**Task objective:** In the article on Azure Synapse Spark external tables below, which database's parquet files will the Synapse Workspace use to create External Spark Tables?

____ Extract provided

Exploring the Capabilities of Azure Synapse Spark External Tables


By:   |   Updated: 2021-03-03   |   Comments (1)   |   Related: > Azure Synapse Analytics


Problem

Spark and SQL on demand (a.k.a. SQL Serverless) within the Azure Synapse Analytics Workspace ecosystem have numerous capabilities for gaining insights into your data quickly at low cost since there is no infrastructure or clusters to set up and maintain. Data Scientists and Engineers can easily create External (unmanaged) Spark tables for Data Analysts and Business Users to Query parquet files in Azure Data Lake Storage Gen2. What are some of the capabilities of Spark External Tables within Azure Synapse Analytics?

Solution

In my previous article, Getting Started with Azure Synapse Analytics Workspace Samples, I briefly covered how to get started with Azure Synapse Analytics Workspace samples such as exploring data stored in ADLS2 with Spark and SQL On-demand along with creating basic external tables on ADLS2 parquet files. In this article, we will explore some of the additional capabilities of Synapse Spark and SQL Serverless External Tables.

Pre-requisites

Prior to exploring the capabilities of External Spark Tables, the following pre-requisites will need to be in place:

  1. Create a Synapse Analytics Workspace: The Synapse Workspace is where we will be exploring the capabilities of External tables, therefore a Synapse Workspace along with Synapse Studio will be needed. For more detail, see: Quickstart: Create a Synapse workspace.
  2. Create and Azure Data Lake Storage Gen2 Account: The ADLS2 Account will house the parquet files that will be accessed by the Synapse Analytics Workspace.
  3. Add AdventureworksLT2019 Database Parquet files to ADLS2: The AdventureWorksLT2019 parquet files will be used by the Synapse Workspace to create External Spark Tables. For more information on how to create parquet files from a SQL Database using Azure Data Factory V2, please read my previous article: Azure Data Factory Pipeline to fully Load all SQL Server Objects to ADLS Gen2.

________
____ Records provided

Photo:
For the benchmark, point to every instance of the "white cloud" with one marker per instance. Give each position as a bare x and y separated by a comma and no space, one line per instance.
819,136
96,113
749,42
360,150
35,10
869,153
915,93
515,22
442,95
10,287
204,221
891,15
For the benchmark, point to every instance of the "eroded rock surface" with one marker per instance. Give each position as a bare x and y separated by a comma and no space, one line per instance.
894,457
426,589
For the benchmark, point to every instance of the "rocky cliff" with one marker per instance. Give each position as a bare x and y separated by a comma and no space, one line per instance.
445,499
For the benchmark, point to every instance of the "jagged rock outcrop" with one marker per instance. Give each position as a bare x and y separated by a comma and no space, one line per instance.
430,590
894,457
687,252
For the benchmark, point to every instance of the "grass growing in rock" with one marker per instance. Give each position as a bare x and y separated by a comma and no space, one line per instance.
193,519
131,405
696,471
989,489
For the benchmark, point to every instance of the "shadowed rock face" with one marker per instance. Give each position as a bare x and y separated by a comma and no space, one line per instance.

________

**Expected output:** The AdventureWorksLT2019 database.